# [EXERCISE AIM]
Count the lines in the rows below that contain the word "pile", treating uppercase and lowercase letters as different, and reply with the number alone.

# [PROVIDED INFORMATION]
══════

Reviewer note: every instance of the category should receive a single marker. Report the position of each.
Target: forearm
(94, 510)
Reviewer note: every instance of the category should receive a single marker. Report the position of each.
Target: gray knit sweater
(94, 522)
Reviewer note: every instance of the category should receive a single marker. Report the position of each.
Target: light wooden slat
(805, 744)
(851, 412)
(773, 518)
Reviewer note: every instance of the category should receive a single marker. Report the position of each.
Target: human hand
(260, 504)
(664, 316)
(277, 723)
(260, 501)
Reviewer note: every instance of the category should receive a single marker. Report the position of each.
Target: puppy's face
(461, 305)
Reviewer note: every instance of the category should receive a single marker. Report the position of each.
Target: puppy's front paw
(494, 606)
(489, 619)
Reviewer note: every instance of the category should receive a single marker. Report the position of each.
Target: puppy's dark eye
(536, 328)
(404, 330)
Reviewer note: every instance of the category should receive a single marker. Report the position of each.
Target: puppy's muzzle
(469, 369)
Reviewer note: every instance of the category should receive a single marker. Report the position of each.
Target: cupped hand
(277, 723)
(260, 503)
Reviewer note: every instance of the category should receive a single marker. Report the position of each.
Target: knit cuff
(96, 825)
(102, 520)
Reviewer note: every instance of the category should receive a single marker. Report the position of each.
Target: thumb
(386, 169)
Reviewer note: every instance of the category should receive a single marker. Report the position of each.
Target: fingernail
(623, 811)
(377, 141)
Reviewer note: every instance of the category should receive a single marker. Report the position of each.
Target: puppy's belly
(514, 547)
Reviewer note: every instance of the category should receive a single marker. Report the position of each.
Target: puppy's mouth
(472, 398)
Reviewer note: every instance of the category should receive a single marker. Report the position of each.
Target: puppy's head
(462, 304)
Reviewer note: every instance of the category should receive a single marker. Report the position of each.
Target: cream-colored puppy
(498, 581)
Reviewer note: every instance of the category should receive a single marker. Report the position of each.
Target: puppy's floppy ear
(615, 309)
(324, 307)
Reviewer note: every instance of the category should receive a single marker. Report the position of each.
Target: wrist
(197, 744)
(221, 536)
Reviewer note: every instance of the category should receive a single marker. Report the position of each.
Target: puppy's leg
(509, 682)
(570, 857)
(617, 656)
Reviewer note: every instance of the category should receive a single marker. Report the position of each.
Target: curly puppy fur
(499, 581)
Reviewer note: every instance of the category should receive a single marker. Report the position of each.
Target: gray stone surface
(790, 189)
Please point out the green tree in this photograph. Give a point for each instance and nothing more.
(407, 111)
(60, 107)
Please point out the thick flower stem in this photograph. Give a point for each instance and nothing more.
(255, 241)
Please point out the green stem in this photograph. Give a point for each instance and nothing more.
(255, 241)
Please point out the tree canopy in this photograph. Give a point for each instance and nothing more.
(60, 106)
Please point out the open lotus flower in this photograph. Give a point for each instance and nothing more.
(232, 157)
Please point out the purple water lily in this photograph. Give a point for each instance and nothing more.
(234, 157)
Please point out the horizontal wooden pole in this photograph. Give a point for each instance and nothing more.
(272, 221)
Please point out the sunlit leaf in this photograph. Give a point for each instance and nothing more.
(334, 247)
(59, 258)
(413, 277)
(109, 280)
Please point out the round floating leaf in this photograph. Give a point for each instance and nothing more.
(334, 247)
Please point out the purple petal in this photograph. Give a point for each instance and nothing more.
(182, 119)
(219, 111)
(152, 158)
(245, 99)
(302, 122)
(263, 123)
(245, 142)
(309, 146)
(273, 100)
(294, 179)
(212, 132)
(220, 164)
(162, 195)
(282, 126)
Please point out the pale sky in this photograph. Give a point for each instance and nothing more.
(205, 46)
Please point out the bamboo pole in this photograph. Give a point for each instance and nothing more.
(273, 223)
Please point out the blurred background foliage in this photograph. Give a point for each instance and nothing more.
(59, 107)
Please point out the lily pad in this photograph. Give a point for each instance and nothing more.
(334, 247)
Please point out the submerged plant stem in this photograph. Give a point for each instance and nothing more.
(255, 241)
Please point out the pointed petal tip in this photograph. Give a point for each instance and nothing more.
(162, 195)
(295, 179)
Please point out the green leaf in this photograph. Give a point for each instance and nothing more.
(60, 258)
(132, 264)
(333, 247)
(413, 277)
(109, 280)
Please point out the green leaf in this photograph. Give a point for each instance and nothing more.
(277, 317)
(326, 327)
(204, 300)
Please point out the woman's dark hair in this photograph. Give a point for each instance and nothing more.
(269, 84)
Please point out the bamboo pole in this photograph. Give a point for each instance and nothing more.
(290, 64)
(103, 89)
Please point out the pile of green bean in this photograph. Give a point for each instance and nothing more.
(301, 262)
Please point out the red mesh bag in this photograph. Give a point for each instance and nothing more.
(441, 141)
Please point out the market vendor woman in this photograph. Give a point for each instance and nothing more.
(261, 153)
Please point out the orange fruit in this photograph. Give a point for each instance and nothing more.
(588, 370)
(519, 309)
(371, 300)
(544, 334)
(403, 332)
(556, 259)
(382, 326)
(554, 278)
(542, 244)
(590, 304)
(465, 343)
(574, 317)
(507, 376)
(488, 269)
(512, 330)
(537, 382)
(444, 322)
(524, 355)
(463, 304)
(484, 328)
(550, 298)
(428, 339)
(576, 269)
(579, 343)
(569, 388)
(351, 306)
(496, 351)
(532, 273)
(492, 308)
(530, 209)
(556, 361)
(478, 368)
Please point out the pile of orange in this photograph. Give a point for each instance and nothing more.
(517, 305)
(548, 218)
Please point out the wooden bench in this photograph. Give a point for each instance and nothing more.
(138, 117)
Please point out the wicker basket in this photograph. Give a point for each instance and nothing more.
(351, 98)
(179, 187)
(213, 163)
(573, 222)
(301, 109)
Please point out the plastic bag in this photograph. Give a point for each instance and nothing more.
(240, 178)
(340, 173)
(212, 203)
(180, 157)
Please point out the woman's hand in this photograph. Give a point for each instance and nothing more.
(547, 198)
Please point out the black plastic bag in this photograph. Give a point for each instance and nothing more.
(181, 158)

══════

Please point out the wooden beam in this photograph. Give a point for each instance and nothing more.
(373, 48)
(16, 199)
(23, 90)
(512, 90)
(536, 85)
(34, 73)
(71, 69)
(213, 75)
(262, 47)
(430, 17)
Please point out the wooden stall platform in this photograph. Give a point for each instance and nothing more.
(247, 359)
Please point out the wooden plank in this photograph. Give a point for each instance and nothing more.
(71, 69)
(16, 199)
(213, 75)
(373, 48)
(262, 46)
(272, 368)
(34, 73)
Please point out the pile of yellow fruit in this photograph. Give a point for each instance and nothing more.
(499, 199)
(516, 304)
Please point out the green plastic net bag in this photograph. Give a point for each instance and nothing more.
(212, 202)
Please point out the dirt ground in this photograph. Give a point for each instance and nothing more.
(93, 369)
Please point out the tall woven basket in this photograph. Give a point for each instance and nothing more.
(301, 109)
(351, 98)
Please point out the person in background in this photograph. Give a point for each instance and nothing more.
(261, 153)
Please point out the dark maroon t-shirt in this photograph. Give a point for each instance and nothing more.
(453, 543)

══════

# [COMPLETE ANSWER]
3